▸ REQUESTS
1 - According to the AGM summary, on what date are the dividends scheduled for disbursement from VPC?
2 - Reproduce the passage of the AGM summary that begins at the words "In his address" and stops after "also almost maintained.".

▸ SOURCE EXCERPT
Beijer Electronics' Annual General Meeting (AGM) 2009 was held on Monday April 20, 2009. The AGM adopted the submitted Income Statement and Balance Sheet for 2008 and discharged the Board members and CEO from liability for the financial year 2008. In addition, the Meeting approved the Board of Directors' proposal of ordinary dividends of SEK 4.00 per share and that the record date for dividends would be April 23, 2009. The dividends are scheduled for disbursement from VPC (the Swedish Central Securities Depository & Clearing Organization) on April 28, 2009.
Chairman of the Board Anders Ilstam reviewed the Board of Directors' activities in the financial year 2008.
In his address to the Meeting, Beijer Electronics' CEO Fredrik Jönsson reviewed operations in 2008 and progress in the first quarter 2009. The CEO declared that 2008 was Beijer Electronics' best year so far in terms of sales and profits, and that the group is well prepared for more challenging times. In the first quarter of 2009, the economic crisis, with falling GDP in most countries, obviously also affected Beijer Electronics, but so far, the group has asserted itself well. Although certainly, sales in the first quarter fell, it was a moderate downturn. In profit terms, operating margins were also almost maintained.

▸ DATASET EXCERPTS
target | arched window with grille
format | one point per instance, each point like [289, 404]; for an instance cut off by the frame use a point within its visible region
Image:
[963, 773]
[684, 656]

...

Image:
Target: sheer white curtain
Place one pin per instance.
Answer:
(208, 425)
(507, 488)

▸ RESULTS OF THE EXERCISE
1 - April 28, 2009.

2 -
In his address to the Meeting, Beijer Electronics' CEO Fredrik Jönsson reviewed operations in 2008 and progress in the first quarter 2009. The CEO declared that 2008 was Beijer Electronics' best year so far in terms of sales and profits, and that the group is well prepared for more challenging times. In the first quarter of 2009, the economic crisis, with falling GDP in most countries, obviously also affected Beijer Electronics, but so far, the group has asserted itself well. Although certainly, sales in the first quarter fell, it was a moderate downturn. In profit terms, operating margins were also almost maintained.